▶ [Task prompt]: Please collect every line in the material below that contains the word "microphone" and copy each one in full.

▶ [Information given]:
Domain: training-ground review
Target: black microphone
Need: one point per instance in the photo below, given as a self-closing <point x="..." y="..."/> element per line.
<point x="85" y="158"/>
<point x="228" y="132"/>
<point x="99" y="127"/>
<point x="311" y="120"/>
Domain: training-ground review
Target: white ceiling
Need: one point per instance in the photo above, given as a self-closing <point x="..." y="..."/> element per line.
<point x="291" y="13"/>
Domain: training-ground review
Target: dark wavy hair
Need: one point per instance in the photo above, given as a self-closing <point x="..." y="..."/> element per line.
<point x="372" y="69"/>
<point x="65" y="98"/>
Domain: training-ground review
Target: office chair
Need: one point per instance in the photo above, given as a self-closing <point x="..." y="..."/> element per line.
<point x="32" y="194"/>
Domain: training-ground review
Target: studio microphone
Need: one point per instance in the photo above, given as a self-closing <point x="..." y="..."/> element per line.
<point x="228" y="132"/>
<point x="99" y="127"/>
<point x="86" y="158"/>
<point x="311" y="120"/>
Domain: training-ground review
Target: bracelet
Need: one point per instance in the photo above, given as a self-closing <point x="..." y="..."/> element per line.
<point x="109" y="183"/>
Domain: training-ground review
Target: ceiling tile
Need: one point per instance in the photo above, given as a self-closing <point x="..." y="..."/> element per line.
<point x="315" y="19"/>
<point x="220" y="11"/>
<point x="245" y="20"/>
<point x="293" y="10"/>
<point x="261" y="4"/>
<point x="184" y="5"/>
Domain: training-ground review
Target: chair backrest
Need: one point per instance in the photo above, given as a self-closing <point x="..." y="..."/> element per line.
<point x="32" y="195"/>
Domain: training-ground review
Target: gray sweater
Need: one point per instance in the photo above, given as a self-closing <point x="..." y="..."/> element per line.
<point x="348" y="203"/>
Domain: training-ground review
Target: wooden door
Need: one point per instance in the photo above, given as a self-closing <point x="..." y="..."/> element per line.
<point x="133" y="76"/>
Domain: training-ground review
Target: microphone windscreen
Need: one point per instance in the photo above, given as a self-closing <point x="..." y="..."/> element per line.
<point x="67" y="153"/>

▶ [Response for this exercise]:
Target: black microphone
Target: studio microphone
Target: microphone windscreen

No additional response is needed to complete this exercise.